** Start of Extracted records **

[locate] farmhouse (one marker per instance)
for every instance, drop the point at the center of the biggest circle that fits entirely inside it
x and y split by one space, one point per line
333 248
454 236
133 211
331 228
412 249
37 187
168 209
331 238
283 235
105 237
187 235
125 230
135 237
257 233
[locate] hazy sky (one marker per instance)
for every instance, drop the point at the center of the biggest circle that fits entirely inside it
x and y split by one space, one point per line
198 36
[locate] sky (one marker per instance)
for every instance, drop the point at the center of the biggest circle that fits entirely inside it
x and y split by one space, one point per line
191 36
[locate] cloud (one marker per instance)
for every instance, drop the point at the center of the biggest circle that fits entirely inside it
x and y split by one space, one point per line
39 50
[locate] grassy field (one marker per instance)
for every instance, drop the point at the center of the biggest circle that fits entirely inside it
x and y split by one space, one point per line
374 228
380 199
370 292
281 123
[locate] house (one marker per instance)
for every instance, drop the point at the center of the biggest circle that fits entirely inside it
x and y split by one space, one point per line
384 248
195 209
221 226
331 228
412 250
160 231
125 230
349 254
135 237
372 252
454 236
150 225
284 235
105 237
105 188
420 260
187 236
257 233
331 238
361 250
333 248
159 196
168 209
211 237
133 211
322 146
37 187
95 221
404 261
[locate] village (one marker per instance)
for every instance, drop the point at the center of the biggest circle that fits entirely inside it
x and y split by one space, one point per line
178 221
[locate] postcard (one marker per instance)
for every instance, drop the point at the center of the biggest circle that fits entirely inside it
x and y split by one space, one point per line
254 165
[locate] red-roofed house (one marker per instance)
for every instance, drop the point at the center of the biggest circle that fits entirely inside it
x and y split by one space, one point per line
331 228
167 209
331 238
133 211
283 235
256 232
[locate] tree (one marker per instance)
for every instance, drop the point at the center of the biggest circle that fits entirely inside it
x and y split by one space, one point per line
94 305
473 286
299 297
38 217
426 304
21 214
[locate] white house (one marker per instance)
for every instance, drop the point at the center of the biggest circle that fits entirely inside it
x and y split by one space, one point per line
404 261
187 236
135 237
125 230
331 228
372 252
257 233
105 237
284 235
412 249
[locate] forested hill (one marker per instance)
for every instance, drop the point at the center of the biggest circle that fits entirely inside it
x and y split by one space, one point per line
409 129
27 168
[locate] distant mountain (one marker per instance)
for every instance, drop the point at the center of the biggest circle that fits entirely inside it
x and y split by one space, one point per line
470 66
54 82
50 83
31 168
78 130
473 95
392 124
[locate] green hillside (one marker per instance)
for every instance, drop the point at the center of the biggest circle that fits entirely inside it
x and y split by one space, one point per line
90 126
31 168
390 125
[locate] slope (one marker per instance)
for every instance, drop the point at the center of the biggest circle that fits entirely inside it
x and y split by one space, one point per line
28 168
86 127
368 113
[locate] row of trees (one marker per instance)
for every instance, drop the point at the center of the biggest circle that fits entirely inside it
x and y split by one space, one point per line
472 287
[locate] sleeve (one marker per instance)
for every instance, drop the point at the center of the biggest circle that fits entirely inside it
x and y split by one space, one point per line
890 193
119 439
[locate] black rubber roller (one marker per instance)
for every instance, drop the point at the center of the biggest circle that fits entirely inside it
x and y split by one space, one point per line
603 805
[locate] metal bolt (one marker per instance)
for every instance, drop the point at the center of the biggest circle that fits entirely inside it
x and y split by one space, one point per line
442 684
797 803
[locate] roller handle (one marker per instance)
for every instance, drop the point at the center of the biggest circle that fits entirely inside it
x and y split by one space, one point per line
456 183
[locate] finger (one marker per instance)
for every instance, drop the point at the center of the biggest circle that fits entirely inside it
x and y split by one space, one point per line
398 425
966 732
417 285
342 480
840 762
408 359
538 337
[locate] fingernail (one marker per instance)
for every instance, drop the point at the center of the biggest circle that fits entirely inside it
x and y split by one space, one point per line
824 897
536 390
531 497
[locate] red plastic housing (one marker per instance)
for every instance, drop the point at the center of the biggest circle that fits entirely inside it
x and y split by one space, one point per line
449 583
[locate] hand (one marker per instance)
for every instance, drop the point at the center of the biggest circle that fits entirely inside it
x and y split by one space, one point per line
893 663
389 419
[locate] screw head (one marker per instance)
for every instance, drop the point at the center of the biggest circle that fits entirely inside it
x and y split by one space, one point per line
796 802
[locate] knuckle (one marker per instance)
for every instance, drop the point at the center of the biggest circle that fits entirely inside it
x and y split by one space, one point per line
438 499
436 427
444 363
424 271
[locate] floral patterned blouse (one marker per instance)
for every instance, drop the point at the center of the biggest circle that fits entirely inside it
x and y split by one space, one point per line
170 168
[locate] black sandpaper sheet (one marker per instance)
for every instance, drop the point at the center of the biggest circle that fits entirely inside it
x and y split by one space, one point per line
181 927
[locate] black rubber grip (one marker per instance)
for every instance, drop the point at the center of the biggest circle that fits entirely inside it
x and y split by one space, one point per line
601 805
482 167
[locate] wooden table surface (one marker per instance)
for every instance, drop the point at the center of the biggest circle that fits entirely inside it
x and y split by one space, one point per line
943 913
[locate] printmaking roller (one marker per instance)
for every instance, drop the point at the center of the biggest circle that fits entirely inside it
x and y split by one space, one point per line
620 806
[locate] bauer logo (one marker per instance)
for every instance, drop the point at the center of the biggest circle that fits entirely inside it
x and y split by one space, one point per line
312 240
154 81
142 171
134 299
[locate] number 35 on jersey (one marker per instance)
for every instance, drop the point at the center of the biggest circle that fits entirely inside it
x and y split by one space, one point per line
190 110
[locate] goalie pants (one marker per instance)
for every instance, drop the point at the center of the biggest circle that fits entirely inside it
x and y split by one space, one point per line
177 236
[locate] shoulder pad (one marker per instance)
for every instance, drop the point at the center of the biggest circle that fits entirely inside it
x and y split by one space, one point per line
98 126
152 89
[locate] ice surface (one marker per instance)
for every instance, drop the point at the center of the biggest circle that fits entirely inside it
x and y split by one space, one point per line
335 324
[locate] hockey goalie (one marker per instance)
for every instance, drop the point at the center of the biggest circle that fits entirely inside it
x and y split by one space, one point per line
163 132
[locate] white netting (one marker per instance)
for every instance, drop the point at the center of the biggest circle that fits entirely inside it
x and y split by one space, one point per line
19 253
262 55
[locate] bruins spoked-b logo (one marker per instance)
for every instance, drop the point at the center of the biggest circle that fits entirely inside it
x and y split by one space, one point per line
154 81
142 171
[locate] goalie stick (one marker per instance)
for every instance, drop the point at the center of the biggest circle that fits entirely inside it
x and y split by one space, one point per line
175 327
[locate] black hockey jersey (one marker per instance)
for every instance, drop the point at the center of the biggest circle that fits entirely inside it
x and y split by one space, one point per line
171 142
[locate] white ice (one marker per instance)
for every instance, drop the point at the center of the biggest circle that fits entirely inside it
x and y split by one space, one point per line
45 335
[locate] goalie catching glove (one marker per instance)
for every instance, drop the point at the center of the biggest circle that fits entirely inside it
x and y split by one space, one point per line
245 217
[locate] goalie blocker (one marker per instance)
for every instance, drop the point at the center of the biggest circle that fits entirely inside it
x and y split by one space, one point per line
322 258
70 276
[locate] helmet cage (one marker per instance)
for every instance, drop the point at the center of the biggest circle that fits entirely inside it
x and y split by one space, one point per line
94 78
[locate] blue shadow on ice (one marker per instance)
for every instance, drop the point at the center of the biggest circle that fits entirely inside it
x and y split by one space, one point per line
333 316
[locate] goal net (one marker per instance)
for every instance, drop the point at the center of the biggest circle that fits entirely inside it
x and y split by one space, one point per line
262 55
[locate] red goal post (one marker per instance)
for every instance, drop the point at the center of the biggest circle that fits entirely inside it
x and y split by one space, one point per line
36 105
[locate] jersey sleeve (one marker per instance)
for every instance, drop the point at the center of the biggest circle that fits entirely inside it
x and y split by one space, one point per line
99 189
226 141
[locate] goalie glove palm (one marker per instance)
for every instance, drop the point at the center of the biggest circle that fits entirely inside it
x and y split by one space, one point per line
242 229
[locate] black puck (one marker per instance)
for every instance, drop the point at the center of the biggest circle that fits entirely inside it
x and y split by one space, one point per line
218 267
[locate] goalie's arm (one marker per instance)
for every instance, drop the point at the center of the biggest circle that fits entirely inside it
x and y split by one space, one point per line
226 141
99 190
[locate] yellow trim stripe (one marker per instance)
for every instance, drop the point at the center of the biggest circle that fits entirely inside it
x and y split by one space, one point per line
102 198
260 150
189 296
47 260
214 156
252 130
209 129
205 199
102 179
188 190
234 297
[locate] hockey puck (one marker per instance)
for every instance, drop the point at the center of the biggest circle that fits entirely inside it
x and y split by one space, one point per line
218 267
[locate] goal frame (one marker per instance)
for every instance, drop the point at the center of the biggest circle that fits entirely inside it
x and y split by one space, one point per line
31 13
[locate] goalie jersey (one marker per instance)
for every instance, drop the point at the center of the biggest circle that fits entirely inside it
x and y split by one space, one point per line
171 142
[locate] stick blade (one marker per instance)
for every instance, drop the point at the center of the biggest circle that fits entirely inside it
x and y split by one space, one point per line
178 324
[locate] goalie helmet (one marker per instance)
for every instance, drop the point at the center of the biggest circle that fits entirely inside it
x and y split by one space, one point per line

** End of Extracted records **

Problem details ->
Arrange the lines above as a Markdown table with the columns Row and Line, starting with the line that contains "[locate] goal frame (one marker per instance)" and ending with the final line, both included. Number each row and leave out any blank lines.

Answer to the task ->
| Row | Line |
|---|---|
| 1 | [locate] goal frame (one marker per instance) |
| 2 | for every instance, drop the point at the center of the biggest circle that fits entirely inside it |
| 3 | x and y split by one space, one point per line |
| 4 | 31 13 |
| 5 | [locate] goalie jersey (one marker per instance) |
| 6 | for every instance, drop the point at the center of the biggest circle that fits entirely inside it |
| 7 | x and y split by one space, one point per line |
| 8 | 171 142 |
| 9 | [locate] stick blade (one marker per instance) |
| 10 | for every instance, drop the point at the center of the biggest circle that fits entirely inside it |
| 11 | x and y split by one space, one point per line |
| 12 | 178 324 |
| 13 | [locate] goalie helmet (one marker per instance) |
| 14 | for every instance, drop the point at the center of the biggest circle that fits entirely inside it |
| 15 | x and y split by one space, one point per line |